* [DATASET RECORDS]:
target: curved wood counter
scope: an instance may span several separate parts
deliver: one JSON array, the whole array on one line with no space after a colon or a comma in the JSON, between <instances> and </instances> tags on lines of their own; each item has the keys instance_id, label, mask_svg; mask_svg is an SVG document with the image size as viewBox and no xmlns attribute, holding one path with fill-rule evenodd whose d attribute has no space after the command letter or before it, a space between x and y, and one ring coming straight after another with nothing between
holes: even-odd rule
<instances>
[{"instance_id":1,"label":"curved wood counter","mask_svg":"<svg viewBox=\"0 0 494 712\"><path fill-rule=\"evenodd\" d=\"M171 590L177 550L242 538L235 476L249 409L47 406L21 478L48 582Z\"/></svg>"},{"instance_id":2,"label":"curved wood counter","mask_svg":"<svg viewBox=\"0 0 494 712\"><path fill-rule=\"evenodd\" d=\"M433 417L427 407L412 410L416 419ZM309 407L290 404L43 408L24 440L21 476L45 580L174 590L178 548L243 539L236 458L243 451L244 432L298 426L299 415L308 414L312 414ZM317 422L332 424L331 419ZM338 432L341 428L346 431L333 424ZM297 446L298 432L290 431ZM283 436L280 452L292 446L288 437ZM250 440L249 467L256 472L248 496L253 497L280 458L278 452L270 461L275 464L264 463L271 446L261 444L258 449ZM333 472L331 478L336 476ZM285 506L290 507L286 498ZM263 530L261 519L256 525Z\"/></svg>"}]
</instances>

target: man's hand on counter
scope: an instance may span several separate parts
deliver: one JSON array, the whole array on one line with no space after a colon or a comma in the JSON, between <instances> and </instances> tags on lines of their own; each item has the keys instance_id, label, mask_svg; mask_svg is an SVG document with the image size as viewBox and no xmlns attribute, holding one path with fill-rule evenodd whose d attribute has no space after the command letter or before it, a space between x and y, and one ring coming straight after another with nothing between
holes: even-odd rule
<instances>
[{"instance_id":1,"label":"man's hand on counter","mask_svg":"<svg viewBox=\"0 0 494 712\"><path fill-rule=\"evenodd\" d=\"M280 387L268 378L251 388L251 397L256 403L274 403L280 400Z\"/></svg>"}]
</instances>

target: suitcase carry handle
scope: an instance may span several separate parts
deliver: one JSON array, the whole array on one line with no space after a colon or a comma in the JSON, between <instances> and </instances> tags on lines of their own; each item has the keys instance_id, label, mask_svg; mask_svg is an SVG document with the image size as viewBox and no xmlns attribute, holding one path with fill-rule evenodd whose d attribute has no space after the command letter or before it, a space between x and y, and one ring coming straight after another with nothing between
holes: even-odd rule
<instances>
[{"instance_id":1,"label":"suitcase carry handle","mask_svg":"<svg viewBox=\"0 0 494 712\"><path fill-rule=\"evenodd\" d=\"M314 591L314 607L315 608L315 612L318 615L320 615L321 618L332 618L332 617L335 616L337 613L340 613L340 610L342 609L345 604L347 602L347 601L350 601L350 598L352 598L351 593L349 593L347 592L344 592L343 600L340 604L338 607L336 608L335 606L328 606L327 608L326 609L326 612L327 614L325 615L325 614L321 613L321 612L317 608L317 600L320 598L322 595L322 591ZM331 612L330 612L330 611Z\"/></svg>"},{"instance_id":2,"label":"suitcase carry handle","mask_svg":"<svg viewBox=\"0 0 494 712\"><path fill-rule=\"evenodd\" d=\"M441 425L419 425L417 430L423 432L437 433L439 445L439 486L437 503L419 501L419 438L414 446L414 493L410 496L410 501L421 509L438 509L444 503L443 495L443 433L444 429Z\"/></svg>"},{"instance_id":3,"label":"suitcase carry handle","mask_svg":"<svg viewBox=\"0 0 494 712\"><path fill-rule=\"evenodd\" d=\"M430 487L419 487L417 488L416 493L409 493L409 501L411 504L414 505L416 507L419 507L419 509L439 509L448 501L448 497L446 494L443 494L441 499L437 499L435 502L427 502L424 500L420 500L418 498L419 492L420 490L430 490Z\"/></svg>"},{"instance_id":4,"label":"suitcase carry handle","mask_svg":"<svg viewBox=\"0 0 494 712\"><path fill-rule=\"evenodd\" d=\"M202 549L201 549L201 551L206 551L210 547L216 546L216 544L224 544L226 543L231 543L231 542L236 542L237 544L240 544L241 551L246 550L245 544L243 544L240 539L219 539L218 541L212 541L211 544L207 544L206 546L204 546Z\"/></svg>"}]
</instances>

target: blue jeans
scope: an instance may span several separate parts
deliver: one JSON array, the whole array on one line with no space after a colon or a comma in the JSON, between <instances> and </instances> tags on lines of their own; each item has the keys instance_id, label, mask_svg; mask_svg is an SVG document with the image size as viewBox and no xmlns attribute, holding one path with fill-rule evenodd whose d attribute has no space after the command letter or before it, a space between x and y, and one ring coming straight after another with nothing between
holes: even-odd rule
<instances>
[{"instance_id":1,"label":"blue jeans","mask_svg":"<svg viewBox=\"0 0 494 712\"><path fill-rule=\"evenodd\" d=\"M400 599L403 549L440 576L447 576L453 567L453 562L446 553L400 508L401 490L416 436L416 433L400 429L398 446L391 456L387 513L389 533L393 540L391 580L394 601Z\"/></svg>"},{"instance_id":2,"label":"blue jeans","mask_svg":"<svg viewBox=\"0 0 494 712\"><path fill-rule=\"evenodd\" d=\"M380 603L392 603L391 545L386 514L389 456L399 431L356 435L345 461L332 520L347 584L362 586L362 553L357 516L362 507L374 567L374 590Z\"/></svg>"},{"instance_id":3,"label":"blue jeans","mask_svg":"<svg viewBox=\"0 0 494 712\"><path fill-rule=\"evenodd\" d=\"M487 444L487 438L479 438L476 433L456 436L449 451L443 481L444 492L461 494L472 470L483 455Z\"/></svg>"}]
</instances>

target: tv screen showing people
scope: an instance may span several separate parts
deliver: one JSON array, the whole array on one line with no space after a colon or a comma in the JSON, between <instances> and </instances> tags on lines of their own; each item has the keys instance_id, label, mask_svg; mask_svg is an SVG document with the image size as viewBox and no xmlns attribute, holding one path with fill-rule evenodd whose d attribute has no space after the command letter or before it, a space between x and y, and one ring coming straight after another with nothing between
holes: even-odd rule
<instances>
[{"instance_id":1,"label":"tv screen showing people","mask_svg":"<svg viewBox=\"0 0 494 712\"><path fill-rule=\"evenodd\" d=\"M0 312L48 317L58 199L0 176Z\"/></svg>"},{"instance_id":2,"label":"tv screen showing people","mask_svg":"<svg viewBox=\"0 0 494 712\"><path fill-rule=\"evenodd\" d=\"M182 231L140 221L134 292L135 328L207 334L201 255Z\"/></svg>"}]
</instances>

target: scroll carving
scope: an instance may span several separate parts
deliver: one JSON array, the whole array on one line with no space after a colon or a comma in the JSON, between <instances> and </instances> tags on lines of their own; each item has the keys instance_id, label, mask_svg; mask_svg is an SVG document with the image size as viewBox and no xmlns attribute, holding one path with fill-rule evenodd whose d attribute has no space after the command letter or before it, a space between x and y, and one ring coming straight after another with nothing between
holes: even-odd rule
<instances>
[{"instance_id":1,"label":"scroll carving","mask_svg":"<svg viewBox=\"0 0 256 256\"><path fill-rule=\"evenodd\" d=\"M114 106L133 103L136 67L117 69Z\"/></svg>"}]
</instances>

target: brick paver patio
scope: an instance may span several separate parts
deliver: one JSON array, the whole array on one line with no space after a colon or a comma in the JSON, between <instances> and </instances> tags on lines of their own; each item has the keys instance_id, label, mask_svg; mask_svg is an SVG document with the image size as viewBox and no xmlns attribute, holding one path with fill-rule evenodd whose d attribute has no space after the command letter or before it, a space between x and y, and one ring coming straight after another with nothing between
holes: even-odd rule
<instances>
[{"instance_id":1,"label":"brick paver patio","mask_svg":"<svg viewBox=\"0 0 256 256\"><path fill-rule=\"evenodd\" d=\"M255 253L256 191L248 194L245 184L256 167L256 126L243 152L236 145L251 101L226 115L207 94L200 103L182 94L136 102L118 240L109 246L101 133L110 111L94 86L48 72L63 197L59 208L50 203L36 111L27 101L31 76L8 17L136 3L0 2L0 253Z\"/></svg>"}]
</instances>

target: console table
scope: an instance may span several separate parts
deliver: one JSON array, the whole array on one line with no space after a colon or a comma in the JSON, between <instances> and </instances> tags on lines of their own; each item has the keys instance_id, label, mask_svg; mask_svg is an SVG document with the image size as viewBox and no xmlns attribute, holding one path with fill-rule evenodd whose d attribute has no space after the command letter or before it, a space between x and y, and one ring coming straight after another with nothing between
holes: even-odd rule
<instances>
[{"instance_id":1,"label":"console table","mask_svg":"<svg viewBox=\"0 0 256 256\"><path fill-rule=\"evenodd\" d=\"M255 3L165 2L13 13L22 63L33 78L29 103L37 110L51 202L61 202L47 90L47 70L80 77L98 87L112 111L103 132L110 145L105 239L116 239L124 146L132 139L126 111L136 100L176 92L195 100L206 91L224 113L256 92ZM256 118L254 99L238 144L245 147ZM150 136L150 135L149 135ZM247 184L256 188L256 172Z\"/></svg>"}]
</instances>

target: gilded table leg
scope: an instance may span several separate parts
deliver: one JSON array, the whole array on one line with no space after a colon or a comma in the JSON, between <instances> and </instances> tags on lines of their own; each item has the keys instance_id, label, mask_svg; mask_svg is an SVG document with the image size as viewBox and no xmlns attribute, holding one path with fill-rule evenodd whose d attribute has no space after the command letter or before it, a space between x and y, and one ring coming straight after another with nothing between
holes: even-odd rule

* [TASK DESCRIPTION]:
Reproduce the stretch of the records from the line containing "target: gilded table leg" through the end of the records, renaming "separate parts" to "distinct parts" and leaving everything else unchanged.

* [RESPONSE TO THIS EXERCISE]:
target: gilded table leg
scope: an instance may span several distinct parts
deliver: one JSON array, the whole array on one line with no space after a colon or a comma in the JSON, between <instances> and </instances> tags on lines of their own; each item has the keys instance_id, label, mask_svg; mask_svg is an SVG document with the image size as viewBox and no xmlns attribute, holding one path with fill-rule evenodd whose d attribute has no space after the command letter or before it, a space between x and y, and one ring coming straight after another with nothing between
holes: even-odd rule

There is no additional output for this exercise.